DA FARE:
**A.** Nel brano sull'affido, riassumi in un breve elenco il paragrafo che comincia con «Come si collega questo al tema dell'affido?», conservandone i fatti principali.
**B.** Ripeti alla lettera tutto il testo del brano sull'affido che va da "Per fortuna ci" giù fino a "di vivere insieme.".

BRANO SCELTO:
Poi è vero, ci sono fenomeni contrapposti come lo sviluppo dell’associazionismo familiare, col suo bisogno di appartenenza ad un popolo, ma è minoritario».
Come si collega questo al tema dell’affido? «Si collega in modo contraddittorio, nel senso che mentre si pensa alla valorizzazione delle persone che compongono la famiglia, poco si pensa ad essere risorsa per gli altri. Quindi l’anima solidaristica che muove le famiglie affidatarie deve combattere anche una battaglia culturale. Ai giovani, anche quelli che frequentano i corsi di preparazione al matrimonio, viene detto di guardarsi dentro, di volersi bene, non viene raccontato come elemento costitutivo della famiglia l’apertura agli altri».
Per fortuna ci sono delle valide eccezioni. «Molte famiglie, d’altra parte – conclude Belletti – resistono e diffondono la pratica dell’accoglienza e il desiderio di vivere insieme.

Dati:
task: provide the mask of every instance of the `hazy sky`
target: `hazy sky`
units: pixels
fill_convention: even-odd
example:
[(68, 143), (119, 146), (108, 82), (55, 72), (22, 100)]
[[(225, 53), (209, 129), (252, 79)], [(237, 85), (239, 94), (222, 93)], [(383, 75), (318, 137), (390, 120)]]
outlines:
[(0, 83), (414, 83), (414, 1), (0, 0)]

--

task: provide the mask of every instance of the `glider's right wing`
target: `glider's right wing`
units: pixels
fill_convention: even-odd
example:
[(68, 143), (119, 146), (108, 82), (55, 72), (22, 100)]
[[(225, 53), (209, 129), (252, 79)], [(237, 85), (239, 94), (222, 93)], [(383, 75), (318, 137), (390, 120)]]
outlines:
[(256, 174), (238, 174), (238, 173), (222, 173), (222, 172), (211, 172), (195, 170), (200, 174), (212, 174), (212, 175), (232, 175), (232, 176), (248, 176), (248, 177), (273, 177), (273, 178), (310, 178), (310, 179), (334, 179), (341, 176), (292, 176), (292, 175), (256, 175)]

--

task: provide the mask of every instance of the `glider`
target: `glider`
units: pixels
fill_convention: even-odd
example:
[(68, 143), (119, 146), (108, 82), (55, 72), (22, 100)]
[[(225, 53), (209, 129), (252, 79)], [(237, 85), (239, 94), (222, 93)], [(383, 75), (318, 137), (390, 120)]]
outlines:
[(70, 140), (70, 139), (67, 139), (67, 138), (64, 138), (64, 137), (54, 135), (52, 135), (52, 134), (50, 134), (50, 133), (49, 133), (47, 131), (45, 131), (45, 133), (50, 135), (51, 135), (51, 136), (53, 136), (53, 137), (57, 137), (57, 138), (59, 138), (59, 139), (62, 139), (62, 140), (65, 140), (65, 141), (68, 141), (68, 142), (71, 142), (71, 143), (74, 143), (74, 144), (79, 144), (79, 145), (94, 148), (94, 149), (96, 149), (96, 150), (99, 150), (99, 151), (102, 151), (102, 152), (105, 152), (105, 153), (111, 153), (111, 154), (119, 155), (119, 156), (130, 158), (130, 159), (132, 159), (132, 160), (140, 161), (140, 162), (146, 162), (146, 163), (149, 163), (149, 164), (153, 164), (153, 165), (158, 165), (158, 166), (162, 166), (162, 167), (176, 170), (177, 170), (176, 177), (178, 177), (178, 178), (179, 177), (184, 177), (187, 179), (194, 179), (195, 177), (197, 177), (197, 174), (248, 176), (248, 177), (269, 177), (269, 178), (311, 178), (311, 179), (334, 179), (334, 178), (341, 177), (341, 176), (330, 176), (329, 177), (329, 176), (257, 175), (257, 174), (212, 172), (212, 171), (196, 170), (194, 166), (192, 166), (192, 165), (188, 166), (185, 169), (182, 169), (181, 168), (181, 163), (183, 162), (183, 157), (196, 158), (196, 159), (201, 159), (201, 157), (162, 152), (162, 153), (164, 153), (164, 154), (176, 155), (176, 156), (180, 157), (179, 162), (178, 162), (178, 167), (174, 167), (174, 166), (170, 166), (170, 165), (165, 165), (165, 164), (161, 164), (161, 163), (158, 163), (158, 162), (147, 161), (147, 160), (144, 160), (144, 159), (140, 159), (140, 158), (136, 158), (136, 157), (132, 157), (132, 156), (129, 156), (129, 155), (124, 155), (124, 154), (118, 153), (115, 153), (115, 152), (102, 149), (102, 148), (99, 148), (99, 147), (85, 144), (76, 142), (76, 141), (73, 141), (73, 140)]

RISPOSTE PER NUMERO:
**A.**
- Il legame con l'affido è contraddittorio: si valorizzano le persone che compongono la famiglia, ma si pensa poco a essere risorsa per gli altri.
- Per questo lo spirito solidale delle famiglie affidatarie deve combattere anche una battaglia culturale.
- Ai giovani, anche nei corsi di preparazione al matrimonio, si insegna a guardarsi dentro e a volersi bene. Non si presenta però l'apertura agli altri come elemento costitutivo della famiglia.

**B.**
Per fortuna ci sono delle valide eccezioni. «Molte famiglie, d’altra parte – conclude Belletti – resistono e diffondono la pratica dell’accoglienza e il desiderio di vivere insieme.